● Written task a: Copy from the records everything from the line containing "Every instance of the red" down to the line containing "x=447, y=397", including both of those lines. Reproduce them unchanged and nothing else.

The present invention may be embodied in other specific forms without departing from its spirit or essential characteristics. The described embodiments are to be considered in all respects only as illustrative and not restrictive. The scope of the invention is, therefore, indicated by the appended claims rather than by the foregoing description. All changes which come within the meaning and range of equivalency of the claims are to be embraced within their scope.

Claims

CLAIMS:

1. A method for broadcasting a video stream that is synthesized from two- dimensional video into three-dimensional video, the method comprising the steps of: receiving a two-dimensional digitized video stream comprising a plurality of video frames configured for sequential display on a display device, each frame comprising a plurality of fields which together contain all digital video information to be displayed for a frame; generating information adapted to transform at least one of said plurality of fields into a format that when assembled with others of the plurality of fields provides a viewer with a three dimensional image; and broadcasting the information from a broadcasting station for reception by a viewer station.

2. The method of claim 1 , further comprising: providing a decoding device at the viewer station; receiving the information broadcast from the broadcasting station into the decoding device; assembling the information into a three-dimensional image for display on a television set; and displaying the three-dimensional image on a television set.

3. The method of claim 1, wherein the information comprises a spatial transformation of the at least one of said plurality of fields.

4. The method of claim 3, wherein said transformation step comprises spatial transformation and further comprises shifting one field in the vertical direction relative to the other field.

5. The method of claim 4, wherein said spatial transformation step scales said one field in the vertical direction relative to said other field.

6. The method of claim 1, wherein the information comprises a temporal transformation of the at least one of said plurality of fields.

7. The method of claim 1 , further comprising: receiving and assembling the information into a simulated three-dimensional video frame on a display device disposed at said viewer station by alternating a first field and a second field such that said first field is viewed by one eye of an individual viewing the display device and said second field is viewed by the other eye of the individual.

8. The method of claim 1, further comprising: separating said plurality of fields of said two-dimensional digital video frame into at least a first field and a second field; extracting from said video stream a single two-dimensional digital video frame for processing; separating said plurality of fields of said single two-dimensional digital video frame into at least a first field and a second field; spatially transforming at least one of said first field or said second field in order to produce a simulated three-dimensional video frame when said first field and said second field are recombined and viewed on a display device; and displaying said first field and said second field without temporally shifting either said first field or said second field in order to create said simulated three- dimensional video frame by displaying said first field and said second field on a display device within a single frame such that said first field is viewed by one eye of an individual viewing the display device and said second field is viewed by the other eye of the individual.

● Records supplied:
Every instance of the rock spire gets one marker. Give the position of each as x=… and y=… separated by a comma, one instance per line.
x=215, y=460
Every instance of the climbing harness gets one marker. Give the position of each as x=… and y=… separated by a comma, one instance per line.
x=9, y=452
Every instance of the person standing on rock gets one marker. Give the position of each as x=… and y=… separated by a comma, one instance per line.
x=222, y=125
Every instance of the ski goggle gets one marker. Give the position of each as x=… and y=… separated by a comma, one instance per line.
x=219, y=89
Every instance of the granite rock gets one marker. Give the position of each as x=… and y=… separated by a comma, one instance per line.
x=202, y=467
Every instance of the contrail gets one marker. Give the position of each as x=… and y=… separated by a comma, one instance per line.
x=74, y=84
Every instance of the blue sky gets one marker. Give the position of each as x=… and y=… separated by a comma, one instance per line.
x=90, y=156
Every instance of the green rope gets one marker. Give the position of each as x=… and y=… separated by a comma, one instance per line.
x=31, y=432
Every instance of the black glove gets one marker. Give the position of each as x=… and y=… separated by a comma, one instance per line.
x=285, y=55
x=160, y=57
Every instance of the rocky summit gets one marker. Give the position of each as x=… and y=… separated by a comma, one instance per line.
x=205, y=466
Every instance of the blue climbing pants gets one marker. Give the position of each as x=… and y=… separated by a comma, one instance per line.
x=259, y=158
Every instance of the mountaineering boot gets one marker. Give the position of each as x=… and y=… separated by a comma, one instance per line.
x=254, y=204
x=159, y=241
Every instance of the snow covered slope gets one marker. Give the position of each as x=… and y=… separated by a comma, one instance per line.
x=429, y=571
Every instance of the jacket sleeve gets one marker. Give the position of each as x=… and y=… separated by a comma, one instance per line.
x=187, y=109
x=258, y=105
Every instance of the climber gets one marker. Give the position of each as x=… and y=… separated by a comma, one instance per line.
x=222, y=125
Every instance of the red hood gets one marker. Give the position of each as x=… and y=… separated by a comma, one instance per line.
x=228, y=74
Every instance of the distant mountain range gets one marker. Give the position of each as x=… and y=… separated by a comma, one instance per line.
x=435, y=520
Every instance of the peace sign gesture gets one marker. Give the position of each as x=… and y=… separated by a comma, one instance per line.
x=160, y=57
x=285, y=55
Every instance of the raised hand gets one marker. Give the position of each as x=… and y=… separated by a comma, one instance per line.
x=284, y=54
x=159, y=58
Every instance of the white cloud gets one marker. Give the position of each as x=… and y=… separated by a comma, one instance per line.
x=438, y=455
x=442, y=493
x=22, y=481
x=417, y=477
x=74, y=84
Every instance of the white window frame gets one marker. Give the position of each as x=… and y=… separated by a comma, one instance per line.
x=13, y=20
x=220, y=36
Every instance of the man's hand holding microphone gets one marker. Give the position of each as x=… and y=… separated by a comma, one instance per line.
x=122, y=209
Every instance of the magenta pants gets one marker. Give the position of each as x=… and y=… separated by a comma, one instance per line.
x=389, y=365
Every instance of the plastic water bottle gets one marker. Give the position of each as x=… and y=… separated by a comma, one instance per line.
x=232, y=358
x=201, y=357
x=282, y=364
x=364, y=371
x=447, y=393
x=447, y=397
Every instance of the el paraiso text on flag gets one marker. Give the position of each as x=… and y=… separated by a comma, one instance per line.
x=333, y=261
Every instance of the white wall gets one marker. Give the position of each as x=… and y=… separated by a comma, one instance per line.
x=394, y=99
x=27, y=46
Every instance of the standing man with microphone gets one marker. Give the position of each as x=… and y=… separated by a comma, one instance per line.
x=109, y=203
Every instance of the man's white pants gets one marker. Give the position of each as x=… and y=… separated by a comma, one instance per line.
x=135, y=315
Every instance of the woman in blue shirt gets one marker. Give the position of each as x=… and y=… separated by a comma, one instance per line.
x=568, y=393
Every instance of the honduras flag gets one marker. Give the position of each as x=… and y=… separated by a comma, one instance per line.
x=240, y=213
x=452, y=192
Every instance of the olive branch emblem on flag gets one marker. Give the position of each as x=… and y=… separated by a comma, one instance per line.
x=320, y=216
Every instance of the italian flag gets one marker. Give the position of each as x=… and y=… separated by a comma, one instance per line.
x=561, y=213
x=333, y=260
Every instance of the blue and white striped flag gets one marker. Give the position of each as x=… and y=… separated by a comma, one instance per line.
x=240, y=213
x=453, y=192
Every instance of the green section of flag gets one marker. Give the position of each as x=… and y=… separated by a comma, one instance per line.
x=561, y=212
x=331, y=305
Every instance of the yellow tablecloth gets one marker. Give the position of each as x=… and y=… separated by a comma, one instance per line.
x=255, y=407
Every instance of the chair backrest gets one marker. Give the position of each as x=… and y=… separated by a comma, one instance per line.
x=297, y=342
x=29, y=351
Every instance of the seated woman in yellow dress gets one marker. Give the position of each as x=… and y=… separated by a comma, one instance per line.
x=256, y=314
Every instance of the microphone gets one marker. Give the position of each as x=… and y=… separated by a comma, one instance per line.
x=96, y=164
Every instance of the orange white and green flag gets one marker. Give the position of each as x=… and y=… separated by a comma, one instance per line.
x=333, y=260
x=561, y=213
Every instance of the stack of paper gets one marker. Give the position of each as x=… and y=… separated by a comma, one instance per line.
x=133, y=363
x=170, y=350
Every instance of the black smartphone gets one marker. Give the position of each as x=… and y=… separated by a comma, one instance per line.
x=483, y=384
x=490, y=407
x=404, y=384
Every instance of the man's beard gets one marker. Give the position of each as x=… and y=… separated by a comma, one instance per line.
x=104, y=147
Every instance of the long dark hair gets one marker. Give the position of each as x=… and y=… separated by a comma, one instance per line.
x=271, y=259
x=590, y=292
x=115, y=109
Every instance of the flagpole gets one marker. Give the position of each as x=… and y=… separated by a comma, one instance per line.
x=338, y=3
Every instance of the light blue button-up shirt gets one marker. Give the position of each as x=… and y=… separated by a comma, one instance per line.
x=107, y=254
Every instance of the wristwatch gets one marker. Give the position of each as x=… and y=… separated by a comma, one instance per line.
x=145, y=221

● Written task b: In the patent claims, what does the spatial transformation step in claim 5 do to one field?

● Exercise result a:
Every instance of the red hood gets one marker. Give the position of each as x=… and y=… separated by a comma, one instance per line.
x=228, y=74
Every instance of the distant mountain range gets one marker. Give the position of each as x=… and y=… separated by a comma, one instance per line.
x=435, y=520
Every instance of the peace sign gesture gets one marker. Give the position of each as x=… and y=… separated by a comma, one instance per line.
x=160, y=57
x=285, y=55
Every instance of the raised hand gets one marker. Give the position of each as x=… and y=… separated by a comma, one instance per line.
x=284, y=54
x=159, y=58
Every instance of the white cloud gets one marker. Give the position of each as x=… and y=… separated by a comma, one instance per line.
x=438, y=455
x=442, y=493
x=22, y=481
x=417, y=477
x=74, y=84
Every instance of the white window frame gets one marker. Give the position of each as x=… and y=… separated by a comma, one instance per line.
x=13, y=20
x=220, y=36
Every instance of the man's hand holding microphone gets one marker. Give the position of each as x=… and y=… separated by a comma, one instance per line.
x=122, y=209
Every instance of the magenta pants gets one marker. Give the position of each as x=… and y=… separated by a comma, one instance per line.
x=389, y=365
Every instance of the plastic water bottle gets one marker. Give the position of each as x=… and y=… separated by a comma, one instance per line.
x=232, y=358
x=201, y=357
x=282, y=364
x=364, y=371
x=447, y=393
x=447, y=397

● Exercise result b: It scales that field in the vertical direction relative to the other field.